**EXTRACTED RECORDS:**
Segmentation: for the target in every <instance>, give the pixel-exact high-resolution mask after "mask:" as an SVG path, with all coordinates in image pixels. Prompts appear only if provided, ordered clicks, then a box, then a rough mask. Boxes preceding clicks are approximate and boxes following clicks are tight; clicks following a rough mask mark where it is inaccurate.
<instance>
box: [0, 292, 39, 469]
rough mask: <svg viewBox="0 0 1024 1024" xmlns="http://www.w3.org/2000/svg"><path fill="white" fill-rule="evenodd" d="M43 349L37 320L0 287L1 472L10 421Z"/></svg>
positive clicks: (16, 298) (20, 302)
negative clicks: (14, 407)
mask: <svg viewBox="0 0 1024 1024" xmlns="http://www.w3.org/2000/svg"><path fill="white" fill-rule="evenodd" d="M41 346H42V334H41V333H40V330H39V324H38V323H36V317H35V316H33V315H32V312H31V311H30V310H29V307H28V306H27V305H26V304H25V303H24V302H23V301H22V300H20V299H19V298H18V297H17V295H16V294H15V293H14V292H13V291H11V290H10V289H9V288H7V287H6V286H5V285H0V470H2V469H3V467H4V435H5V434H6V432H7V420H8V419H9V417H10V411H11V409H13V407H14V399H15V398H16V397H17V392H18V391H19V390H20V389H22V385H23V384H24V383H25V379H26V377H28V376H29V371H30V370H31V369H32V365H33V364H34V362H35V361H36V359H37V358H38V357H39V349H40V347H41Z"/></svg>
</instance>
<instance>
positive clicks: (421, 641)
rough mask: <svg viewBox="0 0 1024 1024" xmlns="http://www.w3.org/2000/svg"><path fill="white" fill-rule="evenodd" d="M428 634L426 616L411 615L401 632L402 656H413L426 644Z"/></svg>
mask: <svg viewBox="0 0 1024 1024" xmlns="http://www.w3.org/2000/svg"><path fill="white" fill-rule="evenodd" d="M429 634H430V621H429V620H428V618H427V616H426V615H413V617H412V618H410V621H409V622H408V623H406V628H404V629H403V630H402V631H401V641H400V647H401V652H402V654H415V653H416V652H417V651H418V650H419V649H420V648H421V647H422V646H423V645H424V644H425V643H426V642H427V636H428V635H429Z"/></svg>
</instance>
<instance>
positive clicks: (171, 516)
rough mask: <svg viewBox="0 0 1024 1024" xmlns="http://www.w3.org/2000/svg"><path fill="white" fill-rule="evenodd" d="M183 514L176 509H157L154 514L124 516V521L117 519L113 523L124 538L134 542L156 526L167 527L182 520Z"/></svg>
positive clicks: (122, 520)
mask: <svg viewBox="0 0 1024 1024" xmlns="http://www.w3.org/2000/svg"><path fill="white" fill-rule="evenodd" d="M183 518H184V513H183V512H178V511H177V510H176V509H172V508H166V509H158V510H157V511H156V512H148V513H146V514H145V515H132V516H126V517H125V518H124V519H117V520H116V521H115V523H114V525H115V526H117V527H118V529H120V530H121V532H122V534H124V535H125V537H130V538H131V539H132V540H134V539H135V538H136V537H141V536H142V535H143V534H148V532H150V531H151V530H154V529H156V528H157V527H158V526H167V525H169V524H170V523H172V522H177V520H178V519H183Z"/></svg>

**EXERCISE DIRECTIONS:** List every line above that contains the string "positive", treating uppercase and lowercase as different.

**FINAL ANSWER:**
positive clicks: (16, 298) (20, 302)
positive clicks: (421, 641)
positive clicks: (171, 516)
positive clicks: (122, 520)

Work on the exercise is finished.